● **Work to complete**
Examine the material below. Gather every line in which the string "blade" appears.
::::::
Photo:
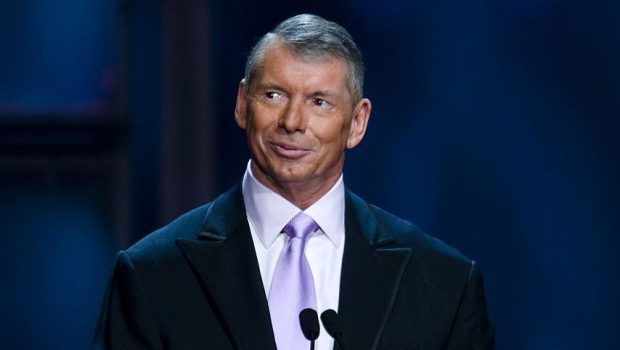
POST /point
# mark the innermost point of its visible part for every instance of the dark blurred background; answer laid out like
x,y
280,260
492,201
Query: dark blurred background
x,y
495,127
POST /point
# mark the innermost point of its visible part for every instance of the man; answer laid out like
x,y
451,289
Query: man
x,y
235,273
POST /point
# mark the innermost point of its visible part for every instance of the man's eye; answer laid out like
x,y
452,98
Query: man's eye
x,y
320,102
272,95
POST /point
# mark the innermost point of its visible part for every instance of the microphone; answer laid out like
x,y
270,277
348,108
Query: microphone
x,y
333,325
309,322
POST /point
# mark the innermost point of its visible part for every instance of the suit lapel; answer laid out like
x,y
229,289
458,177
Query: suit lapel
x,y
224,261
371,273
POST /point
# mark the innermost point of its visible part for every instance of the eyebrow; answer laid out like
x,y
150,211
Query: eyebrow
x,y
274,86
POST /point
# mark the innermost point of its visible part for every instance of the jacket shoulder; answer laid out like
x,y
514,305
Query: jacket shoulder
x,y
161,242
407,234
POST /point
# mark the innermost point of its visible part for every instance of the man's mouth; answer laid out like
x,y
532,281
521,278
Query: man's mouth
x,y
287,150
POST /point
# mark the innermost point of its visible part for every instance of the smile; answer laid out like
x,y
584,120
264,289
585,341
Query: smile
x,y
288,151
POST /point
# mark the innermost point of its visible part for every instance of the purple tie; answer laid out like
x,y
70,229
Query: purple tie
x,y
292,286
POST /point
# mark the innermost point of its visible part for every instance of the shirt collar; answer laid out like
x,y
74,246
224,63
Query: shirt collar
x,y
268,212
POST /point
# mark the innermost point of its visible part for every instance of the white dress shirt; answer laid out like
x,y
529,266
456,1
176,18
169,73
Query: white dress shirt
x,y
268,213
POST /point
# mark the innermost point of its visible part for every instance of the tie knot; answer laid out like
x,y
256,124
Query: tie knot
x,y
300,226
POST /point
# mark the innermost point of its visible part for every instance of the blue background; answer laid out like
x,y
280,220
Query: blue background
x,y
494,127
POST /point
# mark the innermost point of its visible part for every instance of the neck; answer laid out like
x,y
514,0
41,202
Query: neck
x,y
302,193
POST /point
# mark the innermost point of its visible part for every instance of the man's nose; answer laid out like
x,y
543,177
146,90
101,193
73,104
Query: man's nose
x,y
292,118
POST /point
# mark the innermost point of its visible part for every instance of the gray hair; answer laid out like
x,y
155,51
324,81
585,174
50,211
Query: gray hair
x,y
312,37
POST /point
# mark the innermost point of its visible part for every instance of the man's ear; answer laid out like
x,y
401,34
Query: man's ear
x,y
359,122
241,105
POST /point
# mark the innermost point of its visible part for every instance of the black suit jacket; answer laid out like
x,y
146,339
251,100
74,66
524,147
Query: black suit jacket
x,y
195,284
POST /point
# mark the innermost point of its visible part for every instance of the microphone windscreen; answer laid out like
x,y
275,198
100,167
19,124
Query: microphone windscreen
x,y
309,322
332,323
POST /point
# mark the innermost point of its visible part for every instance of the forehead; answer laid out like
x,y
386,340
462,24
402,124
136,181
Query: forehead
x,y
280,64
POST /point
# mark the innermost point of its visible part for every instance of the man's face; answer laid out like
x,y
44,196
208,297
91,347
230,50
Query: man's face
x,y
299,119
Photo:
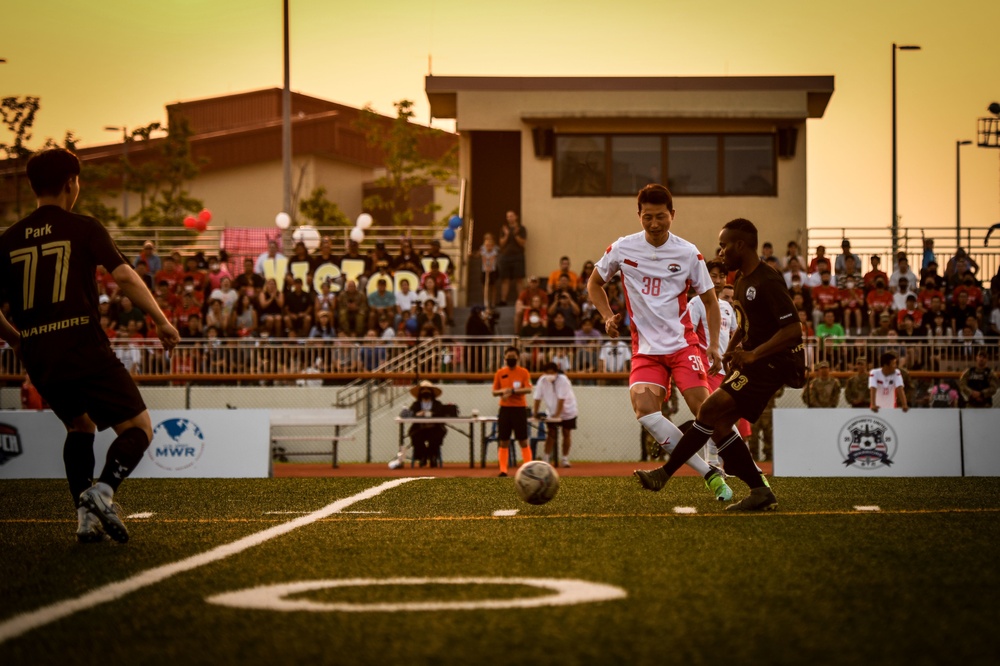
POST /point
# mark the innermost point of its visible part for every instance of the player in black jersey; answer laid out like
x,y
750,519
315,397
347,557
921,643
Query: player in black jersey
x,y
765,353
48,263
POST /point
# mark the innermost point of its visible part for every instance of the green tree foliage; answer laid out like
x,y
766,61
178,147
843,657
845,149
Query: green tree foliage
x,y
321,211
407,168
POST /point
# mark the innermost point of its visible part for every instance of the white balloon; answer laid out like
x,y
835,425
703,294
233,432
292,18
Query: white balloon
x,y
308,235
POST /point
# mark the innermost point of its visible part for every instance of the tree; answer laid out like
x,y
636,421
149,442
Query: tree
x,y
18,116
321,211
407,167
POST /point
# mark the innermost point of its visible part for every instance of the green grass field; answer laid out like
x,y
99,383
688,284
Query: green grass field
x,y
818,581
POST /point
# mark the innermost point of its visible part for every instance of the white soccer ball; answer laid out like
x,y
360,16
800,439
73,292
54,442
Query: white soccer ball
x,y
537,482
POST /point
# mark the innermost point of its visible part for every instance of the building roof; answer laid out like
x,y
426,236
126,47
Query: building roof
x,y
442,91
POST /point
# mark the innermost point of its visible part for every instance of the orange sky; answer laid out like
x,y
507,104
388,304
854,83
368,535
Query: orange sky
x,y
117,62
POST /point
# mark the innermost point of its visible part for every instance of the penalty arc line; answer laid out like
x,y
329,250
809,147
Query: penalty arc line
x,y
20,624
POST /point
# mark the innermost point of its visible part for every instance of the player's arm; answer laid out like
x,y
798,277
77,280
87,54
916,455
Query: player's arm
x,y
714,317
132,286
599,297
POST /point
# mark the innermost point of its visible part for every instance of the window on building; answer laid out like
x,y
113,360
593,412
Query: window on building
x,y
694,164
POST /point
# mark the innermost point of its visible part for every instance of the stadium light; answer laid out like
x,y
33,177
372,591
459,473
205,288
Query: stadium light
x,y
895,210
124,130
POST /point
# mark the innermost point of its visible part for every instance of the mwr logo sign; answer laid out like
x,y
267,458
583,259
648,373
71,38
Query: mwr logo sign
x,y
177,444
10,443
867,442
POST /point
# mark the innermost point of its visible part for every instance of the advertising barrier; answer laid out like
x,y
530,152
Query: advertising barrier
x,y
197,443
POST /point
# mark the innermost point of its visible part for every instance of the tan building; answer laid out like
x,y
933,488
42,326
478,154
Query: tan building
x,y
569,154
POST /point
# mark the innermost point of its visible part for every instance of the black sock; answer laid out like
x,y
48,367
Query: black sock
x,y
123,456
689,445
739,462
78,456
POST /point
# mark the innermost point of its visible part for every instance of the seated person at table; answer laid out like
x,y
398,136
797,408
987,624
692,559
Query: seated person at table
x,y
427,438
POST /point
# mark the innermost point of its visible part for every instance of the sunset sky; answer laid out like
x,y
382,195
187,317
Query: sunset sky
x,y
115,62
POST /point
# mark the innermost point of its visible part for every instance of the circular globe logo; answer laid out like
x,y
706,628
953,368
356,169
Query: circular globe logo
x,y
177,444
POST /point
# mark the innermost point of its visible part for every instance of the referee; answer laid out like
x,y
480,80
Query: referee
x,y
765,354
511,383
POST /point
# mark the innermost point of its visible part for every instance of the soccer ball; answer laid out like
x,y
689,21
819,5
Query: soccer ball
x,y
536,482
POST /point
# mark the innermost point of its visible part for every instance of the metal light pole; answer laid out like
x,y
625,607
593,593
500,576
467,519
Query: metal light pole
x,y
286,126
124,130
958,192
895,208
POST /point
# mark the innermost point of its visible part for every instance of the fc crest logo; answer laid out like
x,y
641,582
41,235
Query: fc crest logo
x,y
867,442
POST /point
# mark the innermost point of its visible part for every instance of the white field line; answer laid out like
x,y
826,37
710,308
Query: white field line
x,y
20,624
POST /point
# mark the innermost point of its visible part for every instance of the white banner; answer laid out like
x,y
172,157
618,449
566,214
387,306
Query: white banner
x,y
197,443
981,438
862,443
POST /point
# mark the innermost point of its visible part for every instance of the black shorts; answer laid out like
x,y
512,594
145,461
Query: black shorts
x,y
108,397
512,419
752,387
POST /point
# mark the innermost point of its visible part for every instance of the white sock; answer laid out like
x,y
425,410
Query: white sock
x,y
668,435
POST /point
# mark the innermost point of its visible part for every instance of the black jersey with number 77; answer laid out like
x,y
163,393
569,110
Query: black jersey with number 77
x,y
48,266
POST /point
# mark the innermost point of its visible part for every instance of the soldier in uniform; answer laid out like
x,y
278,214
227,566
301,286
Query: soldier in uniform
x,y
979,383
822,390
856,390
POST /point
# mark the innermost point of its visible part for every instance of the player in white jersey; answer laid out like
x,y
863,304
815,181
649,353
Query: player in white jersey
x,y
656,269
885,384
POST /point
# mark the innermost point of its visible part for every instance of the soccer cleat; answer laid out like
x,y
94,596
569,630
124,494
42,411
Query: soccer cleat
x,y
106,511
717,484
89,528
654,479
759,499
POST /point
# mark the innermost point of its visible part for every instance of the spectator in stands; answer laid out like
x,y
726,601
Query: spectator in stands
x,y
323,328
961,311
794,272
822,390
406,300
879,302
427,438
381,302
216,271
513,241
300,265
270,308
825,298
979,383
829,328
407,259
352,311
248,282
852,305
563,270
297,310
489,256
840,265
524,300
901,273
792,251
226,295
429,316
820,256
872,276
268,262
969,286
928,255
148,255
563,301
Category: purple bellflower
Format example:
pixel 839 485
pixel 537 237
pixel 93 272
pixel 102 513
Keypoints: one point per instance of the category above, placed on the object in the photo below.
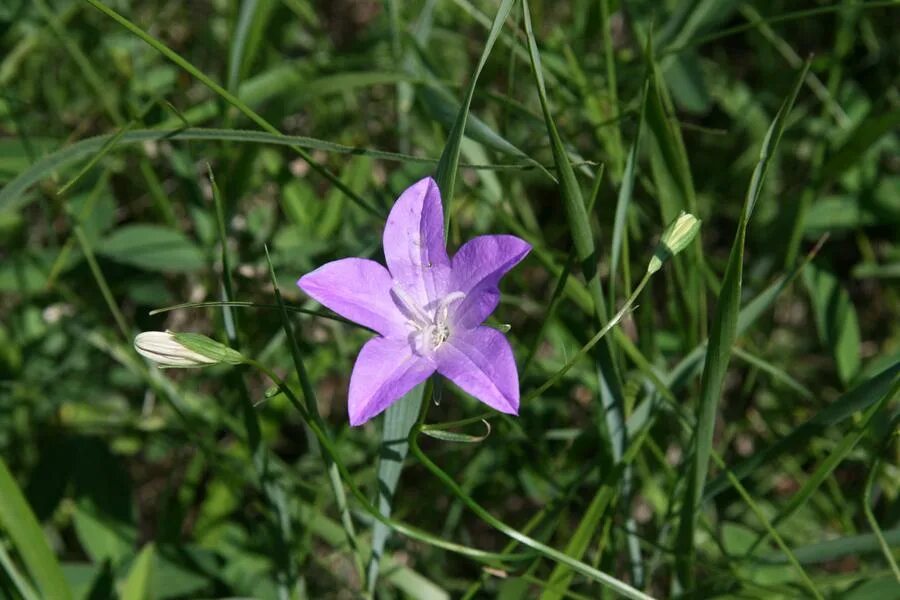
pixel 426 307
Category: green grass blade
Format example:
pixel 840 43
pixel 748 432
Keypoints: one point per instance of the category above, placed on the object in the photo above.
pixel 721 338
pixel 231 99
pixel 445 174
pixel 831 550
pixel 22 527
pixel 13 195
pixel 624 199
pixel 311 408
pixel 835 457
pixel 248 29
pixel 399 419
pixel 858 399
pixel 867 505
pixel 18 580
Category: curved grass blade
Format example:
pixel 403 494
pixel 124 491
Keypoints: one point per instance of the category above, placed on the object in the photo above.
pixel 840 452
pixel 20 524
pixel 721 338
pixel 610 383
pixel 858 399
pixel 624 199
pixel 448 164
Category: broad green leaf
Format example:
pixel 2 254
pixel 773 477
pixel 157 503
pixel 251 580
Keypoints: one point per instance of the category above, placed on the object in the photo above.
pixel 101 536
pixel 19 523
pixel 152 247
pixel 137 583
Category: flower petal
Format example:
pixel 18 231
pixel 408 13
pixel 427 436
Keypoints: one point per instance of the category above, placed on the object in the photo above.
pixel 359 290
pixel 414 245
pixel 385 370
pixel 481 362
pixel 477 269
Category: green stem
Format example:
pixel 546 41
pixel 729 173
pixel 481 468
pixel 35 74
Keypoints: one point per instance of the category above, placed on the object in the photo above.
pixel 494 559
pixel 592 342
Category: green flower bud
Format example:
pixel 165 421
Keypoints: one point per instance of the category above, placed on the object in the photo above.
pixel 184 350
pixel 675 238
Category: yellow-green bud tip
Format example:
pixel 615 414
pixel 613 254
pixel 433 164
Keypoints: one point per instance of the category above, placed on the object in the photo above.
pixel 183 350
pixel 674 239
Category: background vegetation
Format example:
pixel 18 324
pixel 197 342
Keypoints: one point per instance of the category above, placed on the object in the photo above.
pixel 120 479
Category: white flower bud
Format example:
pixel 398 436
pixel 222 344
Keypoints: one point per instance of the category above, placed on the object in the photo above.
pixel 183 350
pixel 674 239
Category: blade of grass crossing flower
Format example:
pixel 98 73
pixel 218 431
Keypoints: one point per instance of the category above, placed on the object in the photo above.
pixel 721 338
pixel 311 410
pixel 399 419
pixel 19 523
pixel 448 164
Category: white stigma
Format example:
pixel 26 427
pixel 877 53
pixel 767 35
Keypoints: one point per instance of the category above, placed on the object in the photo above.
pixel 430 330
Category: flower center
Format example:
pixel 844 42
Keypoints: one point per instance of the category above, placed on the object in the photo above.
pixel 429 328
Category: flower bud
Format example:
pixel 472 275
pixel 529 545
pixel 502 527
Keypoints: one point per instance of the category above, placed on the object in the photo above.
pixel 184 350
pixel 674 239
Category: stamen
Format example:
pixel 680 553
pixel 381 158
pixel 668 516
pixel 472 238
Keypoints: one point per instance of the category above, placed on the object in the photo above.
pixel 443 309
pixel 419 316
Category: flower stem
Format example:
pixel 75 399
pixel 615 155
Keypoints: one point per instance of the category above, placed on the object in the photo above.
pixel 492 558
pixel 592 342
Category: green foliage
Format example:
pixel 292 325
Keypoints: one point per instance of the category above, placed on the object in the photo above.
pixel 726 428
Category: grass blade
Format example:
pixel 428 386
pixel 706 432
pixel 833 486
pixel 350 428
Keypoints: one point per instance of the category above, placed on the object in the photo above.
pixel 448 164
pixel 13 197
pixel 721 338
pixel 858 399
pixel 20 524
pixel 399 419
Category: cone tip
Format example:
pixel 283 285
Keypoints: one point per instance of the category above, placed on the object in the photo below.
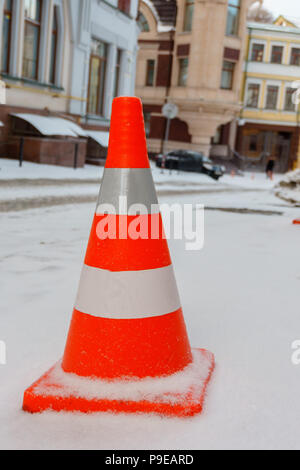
::::::
● **Solved problem**
Category: green grass blade
Category: curved grass blade
Category: blade of grass crossing flower
Category: grass blade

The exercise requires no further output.